Collected data
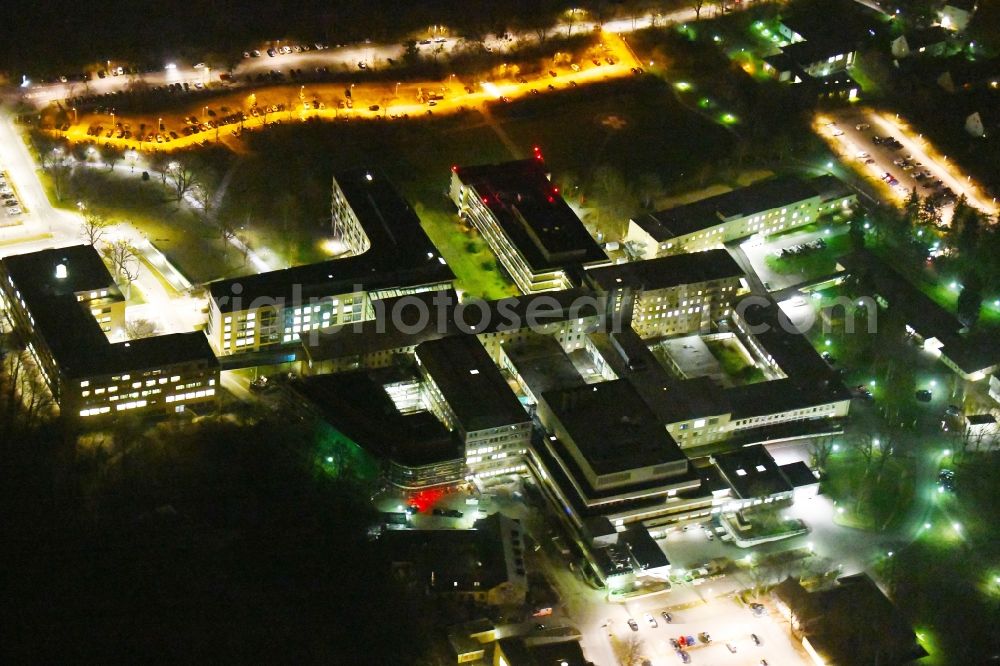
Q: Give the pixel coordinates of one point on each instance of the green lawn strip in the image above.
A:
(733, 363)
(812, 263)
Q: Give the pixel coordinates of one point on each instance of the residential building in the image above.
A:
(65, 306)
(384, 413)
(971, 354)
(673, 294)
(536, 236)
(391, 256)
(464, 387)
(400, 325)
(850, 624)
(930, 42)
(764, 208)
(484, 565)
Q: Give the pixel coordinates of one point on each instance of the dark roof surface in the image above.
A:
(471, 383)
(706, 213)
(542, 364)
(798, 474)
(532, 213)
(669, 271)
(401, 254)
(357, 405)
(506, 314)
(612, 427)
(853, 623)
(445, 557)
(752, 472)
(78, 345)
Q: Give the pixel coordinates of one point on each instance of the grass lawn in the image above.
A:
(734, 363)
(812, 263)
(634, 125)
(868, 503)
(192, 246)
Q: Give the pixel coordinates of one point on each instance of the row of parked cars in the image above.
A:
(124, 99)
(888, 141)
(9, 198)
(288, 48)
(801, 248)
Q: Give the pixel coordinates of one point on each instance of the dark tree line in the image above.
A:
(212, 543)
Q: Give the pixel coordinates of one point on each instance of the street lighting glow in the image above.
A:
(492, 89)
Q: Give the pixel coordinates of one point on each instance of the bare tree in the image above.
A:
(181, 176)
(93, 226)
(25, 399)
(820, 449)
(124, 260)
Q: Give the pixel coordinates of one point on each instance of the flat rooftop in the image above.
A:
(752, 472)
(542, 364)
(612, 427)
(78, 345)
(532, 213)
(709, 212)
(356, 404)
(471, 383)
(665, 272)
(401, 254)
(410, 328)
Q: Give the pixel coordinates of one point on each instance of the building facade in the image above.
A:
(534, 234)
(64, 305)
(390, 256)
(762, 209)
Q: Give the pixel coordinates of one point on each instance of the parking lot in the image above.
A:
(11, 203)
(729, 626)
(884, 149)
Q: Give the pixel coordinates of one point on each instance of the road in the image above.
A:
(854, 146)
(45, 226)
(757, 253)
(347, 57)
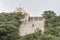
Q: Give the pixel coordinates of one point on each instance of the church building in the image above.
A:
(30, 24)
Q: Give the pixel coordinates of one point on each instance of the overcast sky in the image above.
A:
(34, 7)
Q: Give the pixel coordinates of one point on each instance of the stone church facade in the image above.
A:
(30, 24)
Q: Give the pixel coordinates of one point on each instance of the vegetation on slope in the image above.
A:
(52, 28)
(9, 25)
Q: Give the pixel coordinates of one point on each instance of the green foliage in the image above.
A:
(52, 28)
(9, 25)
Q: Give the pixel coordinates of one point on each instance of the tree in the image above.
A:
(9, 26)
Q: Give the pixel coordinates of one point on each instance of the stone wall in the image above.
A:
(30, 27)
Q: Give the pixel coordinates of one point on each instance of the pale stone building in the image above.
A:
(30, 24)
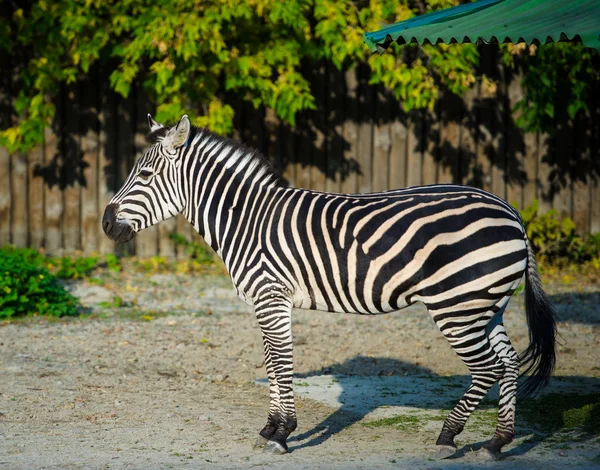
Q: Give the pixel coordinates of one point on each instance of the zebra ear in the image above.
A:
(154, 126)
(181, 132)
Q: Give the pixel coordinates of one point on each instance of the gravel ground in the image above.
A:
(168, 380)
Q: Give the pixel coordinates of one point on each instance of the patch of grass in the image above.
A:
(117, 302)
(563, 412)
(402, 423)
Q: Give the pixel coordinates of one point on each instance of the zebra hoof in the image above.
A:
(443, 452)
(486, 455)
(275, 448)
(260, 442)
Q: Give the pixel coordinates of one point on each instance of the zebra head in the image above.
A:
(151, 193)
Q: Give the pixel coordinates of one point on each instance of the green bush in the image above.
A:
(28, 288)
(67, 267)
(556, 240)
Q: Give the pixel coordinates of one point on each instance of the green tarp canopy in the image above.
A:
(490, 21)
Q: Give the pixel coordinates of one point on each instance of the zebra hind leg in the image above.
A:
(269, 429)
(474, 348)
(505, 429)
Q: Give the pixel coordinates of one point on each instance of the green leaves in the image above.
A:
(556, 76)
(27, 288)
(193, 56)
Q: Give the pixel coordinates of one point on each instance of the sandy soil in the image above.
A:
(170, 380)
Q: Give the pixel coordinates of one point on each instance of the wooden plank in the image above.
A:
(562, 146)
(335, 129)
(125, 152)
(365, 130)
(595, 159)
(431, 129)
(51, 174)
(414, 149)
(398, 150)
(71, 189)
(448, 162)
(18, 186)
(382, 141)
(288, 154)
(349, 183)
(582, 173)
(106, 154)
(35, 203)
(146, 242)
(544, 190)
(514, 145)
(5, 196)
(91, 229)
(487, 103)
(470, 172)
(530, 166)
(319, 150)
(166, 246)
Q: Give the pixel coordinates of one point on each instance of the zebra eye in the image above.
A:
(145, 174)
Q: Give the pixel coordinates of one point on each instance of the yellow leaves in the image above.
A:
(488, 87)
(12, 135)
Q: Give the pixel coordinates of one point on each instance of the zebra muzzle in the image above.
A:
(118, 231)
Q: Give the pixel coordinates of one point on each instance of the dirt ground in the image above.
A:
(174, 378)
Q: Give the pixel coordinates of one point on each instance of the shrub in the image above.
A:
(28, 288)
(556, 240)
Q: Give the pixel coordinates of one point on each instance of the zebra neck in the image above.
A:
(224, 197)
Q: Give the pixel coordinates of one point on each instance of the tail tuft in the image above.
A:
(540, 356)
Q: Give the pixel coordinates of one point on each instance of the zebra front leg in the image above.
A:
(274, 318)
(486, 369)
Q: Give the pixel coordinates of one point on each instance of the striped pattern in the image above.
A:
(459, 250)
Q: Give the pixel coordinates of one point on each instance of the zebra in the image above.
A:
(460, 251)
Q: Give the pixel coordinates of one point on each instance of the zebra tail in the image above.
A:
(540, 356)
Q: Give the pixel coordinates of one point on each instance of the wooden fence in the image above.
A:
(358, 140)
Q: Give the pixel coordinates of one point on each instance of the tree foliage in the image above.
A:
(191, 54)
==
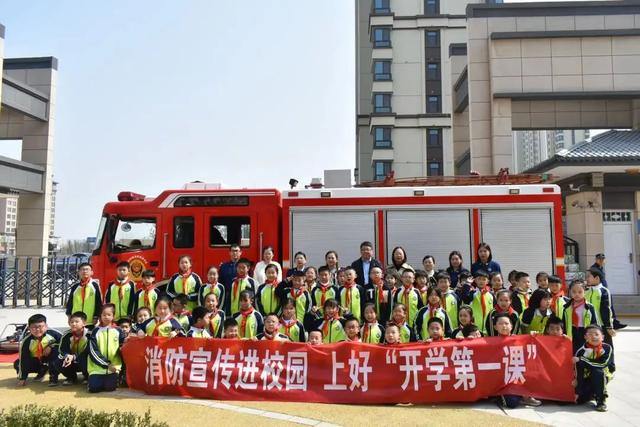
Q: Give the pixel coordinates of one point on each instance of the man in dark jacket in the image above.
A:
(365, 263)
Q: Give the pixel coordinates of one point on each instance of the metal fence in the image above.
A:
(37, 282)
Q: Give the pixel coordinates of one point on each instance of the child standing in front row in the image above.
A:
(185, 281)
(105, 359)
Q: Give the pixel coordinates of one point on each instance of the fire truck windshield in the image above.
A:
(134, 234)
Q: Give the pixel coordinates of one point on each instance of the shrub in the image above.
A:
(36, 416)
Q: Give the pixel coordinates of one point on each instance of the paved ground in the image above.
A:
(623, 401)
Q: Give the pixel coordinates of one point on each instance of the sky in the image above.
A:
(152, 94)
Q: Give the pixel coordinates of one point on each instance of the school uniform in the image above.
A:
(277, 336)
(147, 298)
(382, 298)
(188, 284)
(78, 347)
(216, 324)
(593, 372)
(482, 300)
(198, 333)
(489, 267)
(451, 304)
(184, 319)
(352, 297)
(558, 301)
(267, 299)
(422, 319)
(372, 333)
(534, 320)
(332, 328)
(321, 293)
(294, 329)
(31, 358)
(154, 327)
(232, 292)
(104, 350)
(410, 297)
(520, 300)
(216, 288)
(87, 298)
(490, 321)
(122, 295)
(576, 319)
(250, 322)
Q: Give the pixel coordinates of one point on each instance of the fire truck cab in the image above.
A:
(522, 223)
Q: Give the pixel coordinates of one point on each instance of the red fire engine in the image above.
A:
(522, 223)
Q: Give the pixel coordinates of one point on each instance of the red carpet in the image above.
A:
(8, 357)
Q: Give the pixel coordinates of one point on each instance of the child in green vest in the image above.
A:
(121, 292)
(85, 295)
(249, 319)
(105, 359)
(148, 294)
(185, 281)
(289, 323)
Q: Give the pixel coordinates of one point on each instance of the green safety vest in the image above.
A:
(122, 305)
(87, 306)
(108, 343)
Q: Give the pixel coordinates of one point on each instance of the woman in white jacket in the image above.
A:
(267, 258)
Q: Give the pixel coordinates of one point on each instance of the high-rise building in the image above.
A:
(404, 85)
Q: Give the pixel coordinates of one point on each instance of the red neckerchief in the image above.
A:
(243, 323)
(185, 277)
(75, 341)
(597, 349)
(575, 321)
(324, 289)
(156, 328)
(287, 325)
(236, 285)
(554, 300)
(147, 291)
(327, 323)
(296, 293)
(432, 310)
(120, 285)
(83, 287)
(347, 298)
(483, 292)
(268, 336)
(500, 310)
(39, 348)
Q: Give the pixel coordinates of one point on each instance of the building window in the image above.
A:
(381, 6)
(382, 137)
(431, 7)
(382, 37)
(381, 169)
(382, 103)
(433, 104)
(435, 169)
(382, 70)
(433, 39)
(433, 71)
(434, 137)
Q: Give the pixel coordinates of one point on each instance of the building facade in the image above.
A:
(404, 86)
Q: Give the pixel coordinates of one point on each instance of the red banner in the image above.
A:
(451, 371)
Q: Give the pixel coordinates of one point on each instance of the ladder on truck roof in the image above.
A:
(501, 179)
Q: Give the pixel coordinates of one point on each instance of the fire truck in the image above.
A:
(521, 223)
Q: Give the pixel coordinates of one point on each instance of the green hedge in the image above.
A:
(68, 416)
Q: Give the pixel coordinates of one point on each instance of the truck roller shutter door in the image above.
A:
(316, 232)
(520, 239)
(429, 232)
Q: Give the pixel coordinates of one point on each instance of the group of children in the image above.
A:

▶ [Task description]: From the entries above, select each line containing the string "grass".

▶ [Task solution]:
Q: Give the pixel coordinates of one point on each instance of the grass lawn in the image above.
Q: Give the pixel coordinates of one point on each instance of the patch of grass in the image above.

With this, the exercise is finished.